Metrics Collection — Observability

You are an expert in Prometheus and Grafana metrics for building observable systems.

Overview

Metrics are numeric time-series data that quantify system behavior — request rates, error counts, latencies, queue depths, resource utilization. Prometheus is the dominant open-source metrics system, using a pull-based model where it scrapes HTTP endpoints exposing metrics in a text or OpenMetrics format. Grafana provides visualization and dashboarding on top of Prometheus (and other data sources). Together they form the backbone of most modern monitoring stacks.

Core Concepts

  • Metric types: Counter (monotonically increasing), Gauge (can go up or down), Histogram (bucketed distributions), Summary (quantiles computed client-side).
  • Labels: Key-value pairs attached to a metric that create dimensional time series. E.g., http_requests_total{method="GET", status="200"}.
  • Scrape target: An HTTP endpoint (usually /metrics) that Prometheus polls at a configured interval.
  • PromQL: Prometheus Query Language for querying and aggregating time-series data. Supports rate, aggregation, vector matching, and subqueries.
  • Recording rules: Precomputed PromQL expressions stored as new time series to speed up dashboards and alerts.
  • Alerting rules: PromQL expressions that fire alerts when conditions are met, sent to Alertmanager for routing.
  • Cardinality: The total number of unique time series. High cardinality (from high-dimensional labels) is the primary scaling challenge.

Implementation Patterns

Python — prometheus_client

from prometheus_client import Counter, Histogram, Gauge, start_http_server
import time

# Define metrics at module level
REQUEST_COUNT = Counter(
    "http_requests_total",
    "Total HTTP requests",
    ["method", "endpoint", "status"],
)

**Data section**

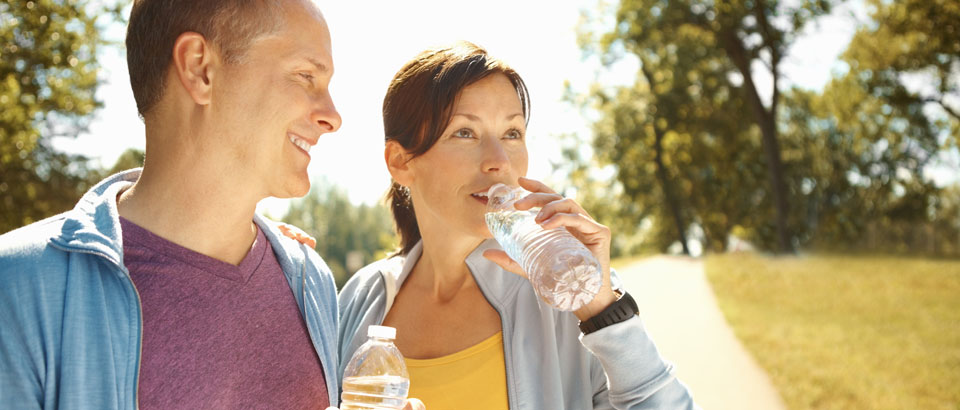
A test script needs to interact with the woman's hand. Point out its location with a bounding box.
[327,399,427,410]
[483,177,617,321]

**What you need to do**
List each metric type named in the metrics collection excerpt, together with the short description it gives in parentheses.

**Completed task**
- Counter (monotonically increasing)
- Gauge (can go up or down)
- Histogram (bucketed distributions)
- Summary (quantiles computed client-side)